• [TEXT BLOCK]

Volodymyr Volodymyrovych Rafeyenko (born November 25, 1969) is a Ukrainian prose writer, poet, translator, literary and film critic, a member of PEN Ukraine. From 1992 to 2018, was writing in Russian, published his works mostly in Russia and was regarded as a representative of Russian literature. In 2014, having moved to the Kyiv region, learned Ukrainian, started writing his new novel in Ukrainian, and become a full-fledged representative of Ukrainian literature as well. In 2022, he moved to Ternopil escaping active fighting in Kyiv region. Rafeyenko is a representative of magic realism.

== Biography ==
=== Education ===
Rafeienko was born in Donetsk, Ukraine. He graduated from Donetsk University with a degree in Russian philology and cultural studies.

=== Career ===
Volodymyr Rafeyenko worked as an editor in such Donetsk publishing houses as "BAO" and "Kassiopeia", as a deputy editor in "Mnogotochiye" Magazine. He is an author and compiler of popular science and applicative books, detectives.

=== Bibliography ===
==== Prose books ====
- Brief Farewell Book (rus. "Краткая книга прощаний", 2000, ukr. "Мала книжка прощань", 2017)

• [TO DO]
1. List every year that appears in the Rafeyenko biography, in the order in which each first occurs.
2. Answer these questions using the Rafeyenko biography:
(a) In which city was Rafeyenko born?
(b) In what subjects did he earn his degree from Donetsk University?
(c) To which city did he move in 2022?
3. Carry the Rafeyenko biography forward from its final line.

Dataset entries
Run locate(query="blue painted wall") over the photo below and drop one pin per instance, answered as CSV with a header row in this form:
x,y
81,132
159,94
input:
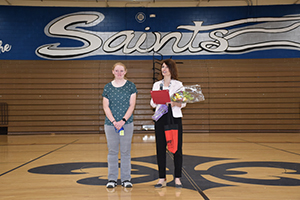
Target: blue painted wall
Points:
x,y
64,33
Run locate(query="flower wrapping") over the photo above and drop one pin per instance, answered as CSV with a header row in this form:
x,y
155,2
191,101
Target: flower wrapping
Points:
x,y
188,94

* * *

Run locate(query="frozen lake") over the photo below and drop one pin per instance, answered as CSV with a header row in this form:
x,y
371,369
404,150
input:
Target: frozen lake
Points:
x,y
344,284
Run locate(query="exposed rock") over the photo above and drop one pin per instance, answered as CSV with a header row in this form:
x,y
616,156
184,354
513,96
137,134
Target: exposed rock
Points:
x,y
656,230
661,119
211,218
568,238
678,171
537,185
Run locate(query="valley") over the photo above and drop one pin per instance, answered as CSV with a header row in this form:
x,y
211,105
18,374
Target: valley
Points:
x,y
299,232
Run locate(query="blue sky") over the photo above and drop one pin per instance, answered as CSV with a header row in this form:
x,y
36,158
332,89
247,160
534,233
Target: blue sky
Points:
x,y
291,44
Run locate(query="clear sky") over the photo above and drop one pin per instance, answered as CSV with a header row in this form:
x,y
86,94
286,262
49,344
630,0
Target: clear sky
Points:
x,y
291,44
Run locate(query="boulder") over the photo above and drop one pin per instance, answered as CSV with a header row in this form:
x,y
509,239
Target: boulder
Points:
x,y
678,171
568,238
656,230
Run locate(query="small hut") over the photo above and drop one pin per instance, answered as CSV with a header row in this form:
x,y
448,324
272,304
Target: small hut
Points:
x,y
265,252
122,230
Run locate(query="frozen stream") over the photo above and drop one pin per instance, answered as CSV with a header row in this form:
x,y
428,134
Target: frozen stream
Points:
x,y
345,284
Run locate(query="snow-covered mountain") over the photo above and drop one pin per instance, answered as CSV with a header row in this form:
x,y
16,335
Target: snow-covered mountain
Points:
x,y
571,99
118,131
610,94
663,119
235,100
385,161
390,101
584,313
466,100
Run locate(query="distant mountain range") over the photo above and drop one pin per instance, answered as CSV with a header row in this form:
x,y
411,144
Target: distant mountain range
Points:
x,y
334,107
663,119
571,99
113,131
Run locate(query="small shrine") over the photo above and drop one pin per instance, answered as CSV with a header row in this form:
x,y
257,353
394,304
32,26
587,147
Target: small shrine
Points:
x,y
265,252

* * *

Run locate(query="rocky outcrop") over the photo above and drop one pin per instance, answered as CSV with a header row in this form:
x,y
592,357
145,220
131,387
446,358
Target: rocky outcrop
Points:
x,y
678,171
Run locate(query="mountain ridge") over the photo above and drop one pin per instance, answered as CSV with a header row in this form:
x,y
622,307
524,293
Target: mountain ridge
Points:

• [OUTPUTS BY TASK]
1. 1969, 1992, 2018, 2014, 2022, 2000, 2017

2.
(a) Donetsk, Ukraine
(b) Russian philology and cultural studies
(c) Ternopil

3.
- Holidays of Wizards (rus. "Каникулы магов", 2005)
- Irretrievable Verbs (rus. "Невозвратные глаголы", 2009)
- Moscow Divertissement (rus. "Московский дивертисмент", 2011, 2013) — a second-place winner of the 2010 Russian Prize in nomination of "Big Prose"
- All thorough the Summer (rus. "Лето напролёт", 2012)
- Decartes Demon (rus. "Демон Декарта") — winner of the 2012 Russian Prize in nomination of "Big Prose"
- The Length of Days (rus. "Долгота дней" ukr. "Довгі часи", 2017).
- Mondegreen (Songs about Death and Love). (ukr. "Мондеґрін: пісні про смерть і любов")
- Petrichor: The Scent of the Earth after Rain (ukr. "Петрикор – запах землі після дощу", 2023).

==== Plays ====
- Mobile Waves of Life (ukr. «Мобільні хвилі буття», 2023)

==== Collections of poems ====
- Three Days in the Middle of the Week (rus. "Три дня среди недели", 1998)
- Private Sector (rus. "Частный сектор", 2002)
- Help across the Street (rus. "Переводы через дорогу", 2003).

==== Edited volumes ====
- The War 2022: Diaries, Essays, Poetry. (ukr. "Війна 2022: щоденники, есеї, поезія"

=== Awards ===
- Moscow Divertissement became a second-place winner in a category "Big Prose" of the Russian Literary Prizes "Russian Prize" (2010)
- Decartes Demon is a winner of 2012 Russian Prize in nomination of "Big Prose" (2013)
- NOS (Nose) Award, short list for the novel Decartes' Demon (2014)
- Visegrad Eastern Partnership Literary Award for the novel The Length of Days (2017).
- Volodymyr Korolenko Award, National Union of Ukrainian Writers, for the novel Brief Farewell Book (2016)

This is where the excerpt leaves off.